> **Texto extraído**

+--

O atual presidente do Congresso peruano, Luis Valdéz, em entrevista coletiva, havia afirmado neste domingo que se Merino não apresentasse sua renúncia, o Congresso unicameral iniciaria um processo de impeachment.

“Quero tornar público que apresento minha renúncia”, afirmou Merino em pronunciamento neste domingo. Manifestantes no centro da capital, Lima, comemoraram. No pronunciamento, Merino disse ter recebido cartas de renúncias de diferentes ministros, mas afirmou que eles ficam nos cargos “até que o período de incerteza passe” e “não haja um vazio de poder”.

Merino assumiu a presidência do Peru na terça-feira, um dia após a destituição de Vizcarra, acusado de “incapacidade moral” por denúncias de recebimento de propina para autorizar obras públicas quando era governador de Moquegua (ao sul do país), em 2014. Como Vizcarra não tinha vice-presidente, foi substituído por Merino, presidente do Congresso e integrante do grupo político de centro-direita Ação Popular (AP).

A destituição de Vizcarra levou a diversos protestos e questionamentos sobre o cumprimento da Constituição no país. Em entrevista ao jornal peruano El Comercio, o escritor e Nobel de Literatura Mario Vargas Llosa afirmou que o Congresso violou a Constituição. “Foi um fato lamentável, como disseram vários juristas peruanos, entre eles o ex-primeiro-ministro Pedro Cateriano, que considerou a atuação do Congresso um verdadeiro golpe de Estado. Acho que a Constituição é muito clara, um presidente pode ser acusado, mas só pode ser investigado ao término de seu mandato. Claramente, o Congresso violou a Constituição”, afirmou Llosa. 

“A lei autoriza que o Parlamento destitua um presidente por permanente incapacidade moral, mas não define o que é isso. É uma cláusula ambígua e ampla que no fim se resume ao peso dos votos. A primeira votação de destituição do Vizcarra tinha ido para a Justiça, mas o Tribunal Constitucional ainda não tinha dado um parecer quando se tramitava o segundo processo. Diante desse cenário, o Parlamento tomar a decisão de destituir o presidente torna o assunto dúbio. Muitos acreditam que, de certa forma, foi inconstitucional”, afirmou o constitucionalista peruano Luciano Lopez no início da semana.

Jovens mortos

Um dos mortos é Inti Sotelo Camargo, 24 anos, estudante de hotelaria e turismo que faleceu em um pronto-socorro de Lima. O pai da vítima afirmou que o corpo tinha quatro marcas de tiros. O outro morto também era um jovem estudante, Bryan Pintado Sánchez, de 22 anos.

“Lamento profundamente as mortes ocorridas por causa da repressão feita por esse governo ilegal e ilegítimo. Minhas condolências aos familiares desses heróis civis que, exercendo seu direito, saíram em defesa da democracia e em busca de um país melhor”, escreveu Vizcarra no Twitter.

+--

> **Dados para revisão**
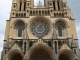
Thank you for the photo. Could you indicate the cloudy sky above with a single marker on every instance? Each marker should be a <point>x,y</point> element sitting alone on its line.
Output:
<point>5,8</point>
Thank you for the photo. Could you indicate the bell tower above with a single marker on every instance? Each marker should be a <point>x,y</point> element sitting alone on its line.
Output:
<point>40,32</point>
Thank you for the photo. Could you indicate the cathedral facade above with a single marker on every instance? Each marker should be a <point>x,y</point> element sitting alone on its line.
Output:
<point>40,32</point>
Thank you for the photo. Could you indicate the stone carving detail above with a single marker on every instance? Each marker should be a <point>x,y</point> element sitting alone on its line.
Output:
<point>40,54</point>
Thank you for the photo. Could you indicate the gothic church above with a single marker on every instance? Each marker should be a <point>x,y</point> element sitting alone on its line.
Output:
<point>40,32</point>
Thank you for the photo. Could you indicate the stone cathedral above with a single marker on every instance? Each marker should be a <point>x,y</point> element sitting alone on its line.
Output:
<point>40,32</point>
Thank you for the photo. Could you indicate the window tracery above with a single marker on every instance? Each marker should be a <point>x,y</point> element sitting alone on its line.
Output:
<point>40,29</point>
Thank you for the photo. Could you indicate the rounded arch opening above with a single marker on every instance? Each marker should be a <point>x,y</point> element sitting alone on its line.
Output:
<point>15,56</point>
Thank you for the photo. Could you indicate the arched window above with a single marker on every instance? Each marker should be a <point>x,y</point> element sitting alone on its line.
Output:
<point>60,30</point>
<point>20,28</point>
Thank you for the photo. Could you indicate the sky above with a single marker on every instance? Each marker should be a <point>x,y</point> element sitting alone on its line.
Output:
<point>5,8</point>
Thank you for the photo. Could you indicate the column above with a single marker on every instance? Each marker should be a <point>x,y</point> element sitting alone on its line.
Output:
<point>57,46</point>
<point>56,6</point>
<point>68,30</point>
<point>54,46</point>
<point>27,45</point>
<point>22,6</point>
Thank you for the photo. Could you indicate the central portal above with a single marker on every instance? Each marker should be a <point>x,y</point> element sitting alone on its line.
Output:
<point>40,54</point>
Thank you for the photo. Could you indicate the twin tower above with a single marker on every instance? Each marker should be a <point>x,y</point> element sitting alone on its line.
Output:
<point>40,32</point>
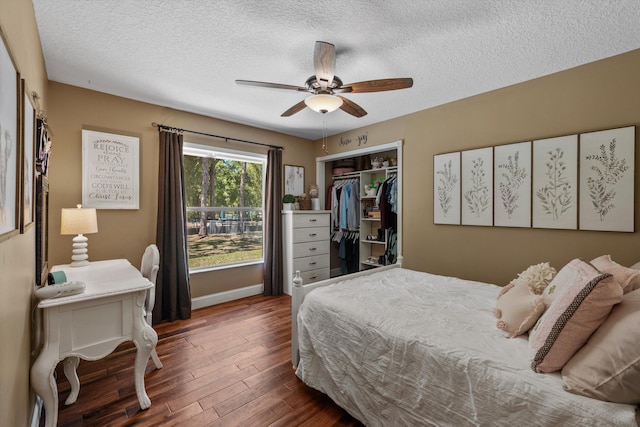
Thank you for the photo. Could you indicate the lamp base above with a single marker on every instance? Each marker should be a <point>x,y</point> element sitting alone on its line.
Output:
<point>79,257</point>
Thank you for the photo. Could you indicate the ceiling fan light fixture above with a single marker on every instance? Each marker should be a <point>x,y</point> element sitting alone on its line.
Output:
<point>323,103</point>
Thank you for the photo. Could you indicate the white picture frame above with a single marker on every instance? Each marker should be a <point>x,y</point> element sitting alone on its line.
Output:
<point>446,188</point>
<point>555,183</point>
<point>477,186</point>
<point>607,180</point>
<point>10,190</point>
<point>512,185</point>
<point>110,170</point>
<point>293,180</point>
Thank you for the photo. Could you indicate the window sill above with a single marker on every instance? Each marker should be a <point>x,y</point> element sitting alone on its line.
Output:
<point>225,267</point>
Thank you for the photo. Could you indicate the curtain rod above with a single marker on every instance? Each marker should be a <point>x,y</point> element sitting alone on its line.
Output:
<point>226,138</point>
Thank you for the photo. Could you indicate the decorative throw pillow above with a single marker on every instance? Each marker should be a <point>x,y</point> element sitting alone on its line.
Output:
<point>584,302</point>
<point>623,275</point>
<point>517,309</point>
<point>537,277</point>
<point>635,283</point>
<point>607,367</point>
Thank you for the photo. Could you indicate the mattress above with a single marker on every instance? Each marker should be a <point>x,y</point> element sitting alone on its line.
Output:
<point>406,348</point>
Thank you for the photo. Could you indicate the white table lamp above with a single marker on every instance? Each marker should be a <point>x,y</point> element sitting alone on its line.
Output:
<point>79,221</point>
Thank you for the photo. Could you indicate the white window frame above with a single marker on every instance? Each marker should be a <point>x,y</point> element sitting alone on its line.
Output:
<point>202,150</point>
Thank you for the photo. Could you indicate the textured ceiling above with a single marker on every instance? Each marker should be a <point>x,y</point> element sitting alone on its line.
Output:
<point>187,54</point>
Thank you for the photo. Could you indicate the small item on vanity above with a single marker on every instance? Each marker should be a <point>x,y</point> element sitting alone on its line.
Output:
<point>56,277</point>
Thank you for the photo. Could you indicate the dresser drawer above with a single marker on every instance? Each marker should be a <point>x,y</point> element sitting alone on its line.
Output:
<point>314,275</point>
<point>310,234</point>
<point>310,248</point>
<point>313,262</point>
<point>310,220</point>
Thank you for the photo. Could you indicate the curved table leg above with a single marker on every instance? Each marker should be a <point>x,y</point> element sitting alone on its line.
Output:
<point>145,339</point>
<point>44,384</point>
<point>70,365</point>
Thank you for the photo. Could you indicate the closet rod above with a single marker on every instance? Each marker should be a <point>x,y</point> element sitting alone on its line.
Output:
<point>226,138</point>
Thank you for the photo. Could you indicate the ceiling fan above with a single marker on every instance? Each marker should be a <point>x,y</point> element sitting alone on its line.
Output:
<point>324,86</point>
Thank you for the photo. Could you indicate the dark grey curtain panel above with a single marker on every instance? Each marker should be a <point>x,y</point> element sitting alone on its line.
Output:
<point>173,293</point>
<point>273,275</point>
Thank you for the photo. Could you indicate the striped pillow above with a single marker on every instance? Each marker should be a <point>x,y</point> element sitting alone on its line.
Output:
<point>584,302</point>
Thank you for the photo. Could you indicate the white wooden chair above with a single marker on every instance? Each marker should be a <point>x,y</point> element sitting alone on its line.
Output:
<point>149,269</point>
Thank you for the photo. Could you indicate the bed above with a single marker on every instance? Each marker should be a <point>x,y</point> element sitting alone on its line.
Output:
<point>396,347</point>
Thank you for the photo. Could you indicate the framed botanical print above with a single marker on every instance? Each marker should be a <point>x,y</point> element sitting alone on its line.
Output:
<point>9,146</point>
<point>477,186</point>
<point>28,162</point>
<point>512,185</point>
<point>446,188</point>
<point>607,180</point>
<point>555,182</point>
<point>293,180</point>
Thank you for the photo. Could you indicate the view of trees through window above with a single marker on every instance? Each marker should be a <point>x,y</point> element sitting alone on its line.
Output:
<point>224,208</point>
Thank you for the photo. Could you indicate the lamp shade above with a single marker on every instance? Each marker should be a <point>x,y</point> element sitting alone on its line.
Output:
<point>323,103</point>
<point>78,221</point>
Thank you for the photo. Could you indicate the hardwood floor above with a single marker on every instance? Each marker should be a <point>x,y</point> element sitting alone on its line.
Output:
<point>228,365</point>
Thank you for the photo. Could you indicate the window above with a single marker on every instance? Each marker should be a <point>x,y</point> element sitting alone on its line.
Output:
<point>224,194</point>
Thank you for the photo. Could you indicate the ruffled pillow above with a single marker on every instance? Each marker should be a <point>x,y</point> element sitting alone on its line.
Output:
<point>537,277</point>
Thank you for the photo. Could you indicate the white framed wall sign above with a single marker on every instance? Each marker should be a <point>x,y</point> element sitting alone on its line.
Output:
<point>477,187</point>
<point>607,180</point>
<point>446,188</point>
<point>512,185</point>
<point>110,170</point>
<point>555,182</point>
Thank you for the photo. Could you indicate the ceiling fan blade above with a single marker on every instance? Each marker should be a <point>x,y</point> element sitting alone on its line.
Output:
<point>324,60</point>
<point>376,85</point>
<point>271,85</point>
<point>351,107</point>
<point>291,111</point>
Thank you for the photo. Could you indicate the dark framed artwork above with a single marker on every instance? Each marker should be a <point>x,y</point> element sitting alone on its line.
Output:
<point>28,162</point>
<point>555,182</point>
<point>477,186</point>
<point>512,185</point>
<point>42,228</point>
<point>9,146</point>
<point>607,180</point>
<point>446,188</point>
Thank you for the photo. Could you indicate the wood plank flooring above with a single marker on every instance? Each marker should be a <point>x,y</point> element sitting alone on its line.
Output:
<point>229,365</point>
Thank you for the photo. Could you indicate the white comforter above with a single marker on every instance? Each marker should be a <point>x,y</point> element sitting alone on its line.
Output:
<point>405,348</point>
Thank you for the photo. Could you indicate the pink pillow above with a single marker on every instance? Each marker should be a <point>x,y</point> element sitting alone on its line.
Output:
<point>517,309</point>
<point>581,305</point>
<point>607,367</point>
<point>623,275</point>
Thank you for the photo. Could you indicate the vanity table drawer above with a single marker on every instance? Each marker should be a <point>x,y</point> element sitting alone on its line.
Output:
<point>313,262</point>
<point>310,234</point>
<point>310,248</point>
<point>314,275</point>
<point>310,220</point>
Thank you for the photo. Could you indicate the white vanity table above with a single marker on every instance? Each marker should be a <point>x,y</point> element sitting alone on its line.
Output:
<point>90,326</point>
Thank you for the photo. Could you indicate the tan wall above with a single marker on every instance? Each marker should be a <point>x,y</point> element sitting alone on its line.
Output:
<point>596,96</point>
<point>125,233</point>
<point>17,254</point>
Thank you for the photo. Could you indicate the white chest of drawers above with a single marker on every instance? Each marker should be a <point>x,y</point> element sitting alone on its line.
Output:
<point>306,236</point>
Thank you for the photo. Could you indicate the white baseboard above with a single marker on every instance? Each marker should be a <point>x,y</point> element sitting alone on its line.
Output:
<point>37,410</point>
<point>220,297</point>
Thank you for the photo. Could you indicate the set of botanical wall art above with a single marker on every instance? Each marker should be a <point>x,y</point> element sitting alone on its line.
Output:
<point>583,181</point>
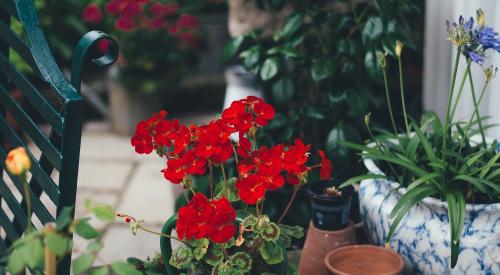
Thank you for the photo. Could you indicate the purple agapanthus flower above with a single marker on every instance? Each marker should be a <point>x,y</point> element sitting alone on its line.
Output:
<point>488,38</point>
<point>474,39</point>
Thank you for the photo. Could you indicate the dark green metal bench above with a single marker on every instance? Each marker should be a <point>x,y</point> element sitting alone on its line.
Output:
<point>60,105</point>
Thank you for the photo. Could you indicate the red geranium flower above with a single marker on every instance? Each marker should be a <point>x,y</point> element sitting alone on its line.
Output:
<point>202,218</point>
<point>92,14</point>
<point>187,21</point>
<point>125,23</point>
<point>326,166</point>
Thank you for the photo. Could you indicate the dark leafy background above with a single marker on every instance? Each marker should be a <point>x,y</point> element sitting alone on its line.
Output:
<point>321,73</point>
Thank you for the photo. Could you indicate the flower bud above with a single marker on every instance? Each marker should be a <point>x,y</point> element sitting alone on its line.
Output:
<point>481,21</point>
<point>381,59</point>
<point>18,161</point>
<point>399,48</point>
<point>367,119</point>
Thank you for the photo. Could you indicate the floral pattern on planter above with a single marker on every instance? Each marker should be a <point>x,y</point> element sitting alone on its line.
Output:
<point>423,236</point>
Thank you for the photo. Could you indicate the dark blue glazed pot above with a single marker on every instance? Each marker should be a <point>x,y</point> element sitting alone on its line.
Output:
<point>330,212</point>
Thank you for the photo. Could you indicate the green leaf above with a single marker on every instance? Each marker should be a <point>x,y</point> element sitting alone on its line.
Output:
<point>214,256</point>
<point>231,49</point>
<point>407,201</point>
<point>269,69</point>
<point>271,252</point>
<point>58,244</point>
<point>251,57</point>
<point>322,69</point>
<point>104,212</point>
<point>373,29</point>
<point>271,232</point>
<point>85,230</point>
<point>64,218</point>
<point>16,262</point>
<point>358,179</point>
<point>103,270</point>
<point>283,91</point>
<point>33,253</point>
<point>82,263</point>
<point>292,25</point>
<point>456,217</point>
<point>201,248</point>
<point>241,261</point>
<point>94,246</point>
<point>181,257</point>
<point>122,268</point>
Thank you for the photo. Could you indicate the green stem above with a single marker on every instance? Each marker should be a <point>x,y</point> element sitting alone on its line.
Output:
<point>450,96</point>
<point>225,179</point>
<point>388,98</point>
<point>476,105</point>
<point>290,202</point>
<point>476,110</point>
<point>27,196</point>
<point>459,95</point>
<point>162,234</point>
<point>401,86</point>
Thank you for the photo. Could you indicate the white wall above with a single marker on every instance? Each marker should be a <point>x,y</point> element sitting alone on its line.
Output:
<point>438,60</point>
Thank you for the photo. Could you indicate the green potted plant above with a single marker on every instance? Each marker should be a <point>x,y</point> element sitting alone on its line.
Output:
<point>321,73</point>
<point>226,231</point>
<point>435,187</point>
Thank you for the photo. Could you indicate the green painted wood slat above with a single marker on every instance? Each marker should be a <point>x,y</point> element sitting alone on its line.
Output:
<point>37,172</point>
<point>17,44</point>
<point>38,208</point>
<point>9,7</point>
<point>8,197</point>
<point>6,224</point>
<point>30,127</point>
<point>40,103</point>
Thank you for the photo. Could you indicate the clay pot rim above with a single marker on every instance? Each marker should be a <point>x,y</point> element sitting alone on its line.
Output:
<point>365,247</point>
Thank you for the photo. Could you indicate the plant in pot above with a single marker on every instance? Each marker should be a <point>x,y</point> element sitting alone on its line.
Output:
<point>226,232</point>
<point>321,73</point>
<point>435,187</point>
<point>330,227</point>
<point>159,44</point>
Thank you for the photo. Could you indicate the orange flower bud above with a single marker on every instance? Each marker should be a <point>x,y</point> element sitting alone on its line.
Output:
<point>18,161</point>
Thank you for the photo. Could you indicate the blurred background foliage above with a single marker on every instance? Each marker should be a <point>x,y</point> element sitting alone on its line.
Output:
<point>321,73</point>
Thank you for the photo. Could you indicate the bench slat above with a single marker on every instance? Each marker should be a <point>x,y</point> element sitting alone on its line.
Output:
<point>7,35</point>
<point>30,127</point>
<point>37,172</point>
<point>32,94</point>
<point>19,213</point>
<point>6,224</point>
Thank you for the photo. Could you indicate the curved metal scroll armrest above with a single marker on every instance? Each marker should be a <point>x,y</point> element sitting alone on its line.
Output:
<point>88,42</point>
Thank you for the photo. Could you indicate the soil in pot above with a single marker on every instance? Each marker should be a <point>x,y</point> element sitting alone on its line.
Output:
<point>331,206</point>
<point>364,260</point>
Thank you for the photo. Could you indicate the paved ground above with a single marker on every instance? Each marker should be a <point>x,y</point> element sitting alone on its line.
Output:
<point>111,172</point>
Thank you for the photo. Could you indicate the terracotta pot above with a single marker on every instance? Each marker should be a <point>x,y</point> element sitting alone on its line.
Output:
<point>319,243</point>
<point>364,260</point>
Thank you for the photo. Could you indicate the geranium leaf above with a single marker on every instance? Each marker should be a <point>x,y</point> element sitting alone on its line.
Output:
<point>181,257</point>
<point>271,252</point>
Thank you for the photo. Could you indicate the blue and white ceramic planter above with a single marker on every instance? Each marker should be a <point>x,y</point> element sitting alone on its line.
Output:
<point>423,236</point>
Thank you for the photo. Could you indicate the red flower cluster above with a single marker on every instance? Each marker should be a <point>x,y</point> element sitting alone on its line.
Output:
<point>92,14</point>
<point>202,218</point>
<point>265,168</point>
<point>146,14</point>
<point>190,149</point>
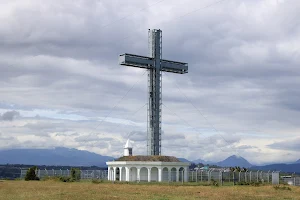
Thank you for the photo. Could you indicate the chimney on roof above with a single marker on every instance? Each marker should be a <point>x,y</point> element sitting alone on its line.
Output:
<point>128,149</point>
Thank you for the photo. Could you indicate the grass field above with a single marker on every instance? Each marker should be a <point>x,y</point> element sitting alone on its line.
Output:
<point>45,190</point>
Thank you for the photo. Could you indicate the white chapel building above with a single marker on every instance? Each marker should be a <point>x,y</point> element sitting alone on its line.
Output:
<point>147,168</point>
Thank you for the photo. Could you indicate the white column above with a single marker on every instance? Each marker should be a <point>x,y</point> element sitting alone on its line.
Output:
<point>115,174</point>
<point>186,174</point>
<point>120,173</point>
<point>127,173</point>
<point>138,176</point>
<point>159,174</point>
<point>108,174</point>
<point>149,174</point>
<point>177,174</point>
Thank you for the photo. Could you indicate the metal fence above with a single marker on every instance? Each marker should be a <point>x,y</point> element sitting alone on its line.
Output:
<point>231,177</point>
<point>194,176</point>
<point>292,180</point>
<point>84,174</point>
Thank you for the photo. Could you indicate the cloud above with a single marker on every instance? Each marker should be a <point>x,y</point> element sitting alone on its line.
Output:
<point>289,144</point>
<point>62,66</point>
<point>9,115</point>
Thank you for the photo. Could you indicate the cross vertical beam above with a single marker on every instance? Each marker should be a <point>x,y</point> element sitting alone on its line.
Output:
<point>155,65</point>
<point>154,94</point>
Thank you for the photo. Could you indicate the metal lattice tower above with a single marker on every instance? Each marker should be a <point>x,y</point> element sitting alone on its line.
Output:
<point>155,65</point>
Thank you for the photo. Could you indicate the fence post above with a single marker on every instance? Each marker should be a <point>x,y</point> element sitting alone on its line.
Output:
<point>201,175</point>
<point>250,174</point>
<point>221,177</point>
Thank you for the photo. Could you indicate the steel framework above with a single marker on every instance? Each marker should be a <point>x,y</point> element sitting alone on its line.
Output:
<point>155,66</point>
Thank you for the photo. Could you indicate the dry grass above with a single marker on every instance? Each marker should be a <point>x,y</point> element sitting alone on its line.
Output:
<point>45,190</point>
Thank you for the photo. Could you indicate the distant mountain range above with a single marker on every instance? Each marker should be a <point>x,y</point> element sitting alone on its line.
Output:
<point>231,161</point>
<point>57,156</point>
<point>61,156</point>
<point>279,167</point>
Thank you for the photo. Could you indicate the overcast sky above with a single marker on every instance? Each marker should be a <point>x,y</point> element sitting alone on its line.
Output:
<point>61,84</point>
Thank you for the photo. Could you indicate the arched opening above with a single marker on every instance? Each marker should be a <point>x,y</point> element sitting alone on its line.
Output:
<point>154,174</point>
<point>144,174</point>
<point>173,174</point>
<point>165,174</point>
<point>133,174</point>
<point>111,174</point>
<point>181,174</point>
<point>117,174</point>
<point>123,178</point>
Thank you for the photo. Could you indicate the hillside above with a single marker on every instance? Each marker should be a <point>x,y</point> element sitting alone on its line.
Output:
<point>56,156</point>
<point>279,167</point>
<point>233,161</point>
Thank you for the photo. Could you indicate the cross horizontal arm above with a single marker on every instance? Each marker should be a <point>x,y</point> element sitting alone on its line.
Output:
<point>136,61</point>
<point>148,63</point>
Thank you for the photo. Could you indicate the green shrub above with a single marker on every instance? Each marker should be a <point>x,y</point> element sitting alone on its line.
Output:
<point>278,187</point>
<point>75,174</point>
<point>31,175</point>
<point>97,181</point>
<point>65,179</point>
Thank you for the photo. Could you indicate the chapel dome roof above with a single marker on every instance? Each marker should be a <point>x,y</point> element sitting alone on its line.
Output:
<point>149,158</point>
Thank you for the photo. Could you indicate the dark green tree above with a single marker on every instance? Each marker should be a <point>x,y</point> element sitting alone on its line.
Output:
<point>31,175</point>
<point>75,174</point>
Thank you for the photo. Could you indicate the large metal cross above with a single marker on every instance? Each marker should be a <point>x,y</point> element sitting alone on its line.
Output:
<point>155,65</point>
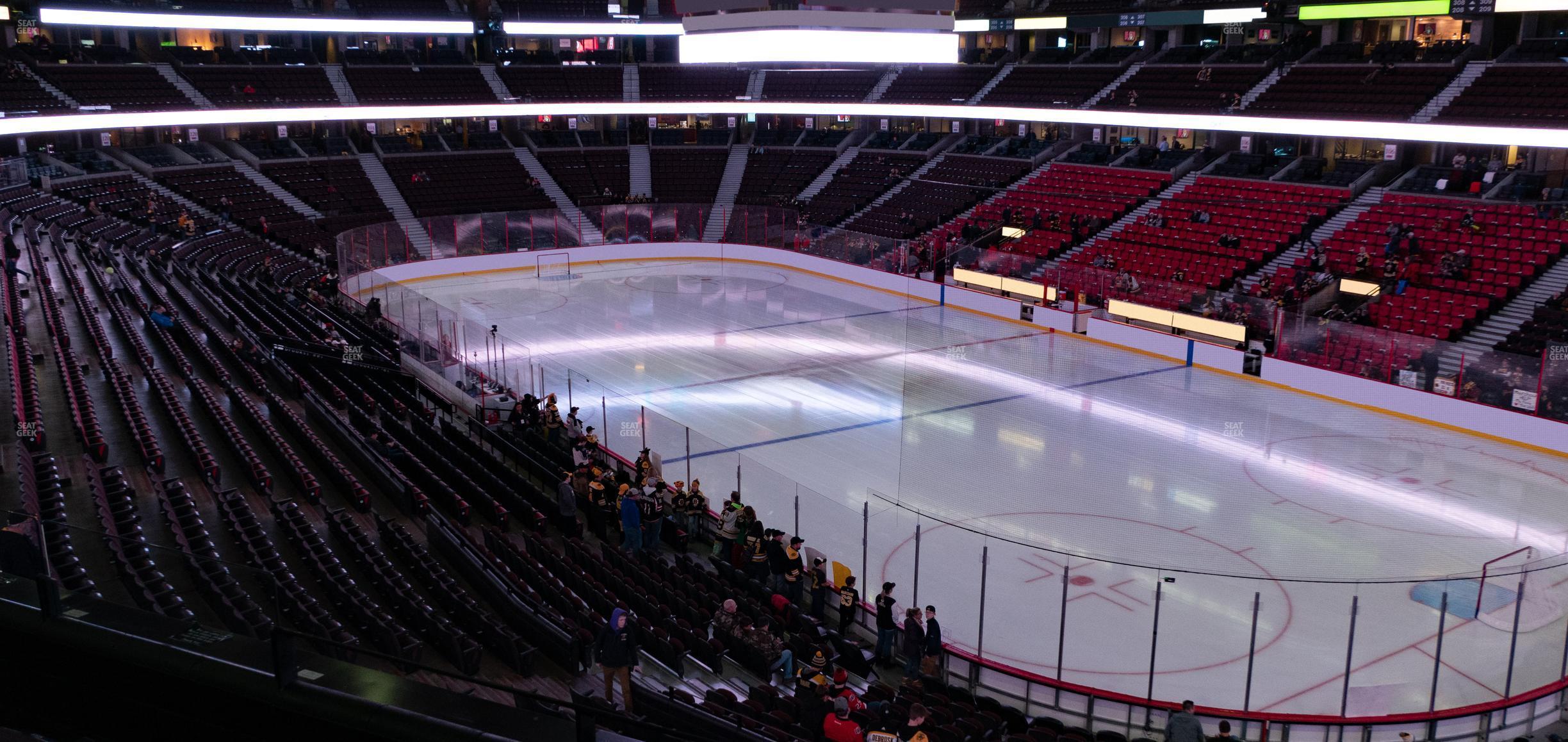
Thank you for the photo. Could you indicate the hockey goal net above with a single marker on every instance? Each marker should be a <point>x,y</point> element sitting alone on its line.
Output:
<point>554,265</point>
<point>1520,586</point>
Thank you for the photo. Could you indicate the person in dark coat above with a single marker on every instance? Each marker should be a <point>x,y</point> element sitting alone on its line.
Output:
<point>617,648</point>
<point>913,642</point>
<point>933,642</point>
<point>566,504</point>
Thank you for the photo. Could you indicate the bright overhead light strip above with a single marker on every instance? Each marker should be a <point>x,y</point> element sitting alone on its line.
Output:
<point>1374,10</point>
<point>1377,131</point>
<point>303,24</point>
<point>1531,5</point>
<point>813,44</point>
<point>1233,16</point>
<point>519,29</point>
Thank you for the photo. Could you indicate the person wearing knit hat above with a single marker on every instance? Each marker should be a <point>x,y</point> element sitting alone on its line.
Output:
<point>794,578</point>
<point>631,522</point>
<point>819,587</point>
<point>838,727</point>
<point>598,509</point>
<point>726,622</point>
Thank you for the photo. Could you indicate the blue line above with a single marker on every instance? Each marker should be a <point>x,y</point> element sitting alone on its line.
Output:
<point>842,429</point>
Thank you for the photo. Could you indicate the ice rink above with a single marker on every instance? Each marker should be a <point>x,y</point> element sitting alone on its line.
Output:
<point>1054,452</point>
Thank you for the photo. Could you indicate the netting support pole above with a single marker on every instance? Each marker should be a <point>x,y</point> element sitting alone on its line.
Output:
<point>1437,656</point>
<point>1154,647</point>
<point>1062,629</point>
<point>985,564</point>
<point>866,538</point>
<point>1514,638</point>
<point>1252,653</point>
<point>1350,648</point>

+--

Redigite, sem nenhuma alteração, o trecho do texto sobre a renúncia de Merino que começa em “Jovens mortos” e segue até “de 22 anos.”.

> **Problema resolvido**
Jovens mortos

Um dos mortos é Inti Sotelo Camargo, 24 anos, estudante de hotelaria e turismo que faleceu em um pronto-socorro de Lima. O pai da vítima afirmou que o corpo tinha quatro marcas de tiros. O outro morto também era um jovem estudante, Bryan Pintado Sánchez, de 22 anos.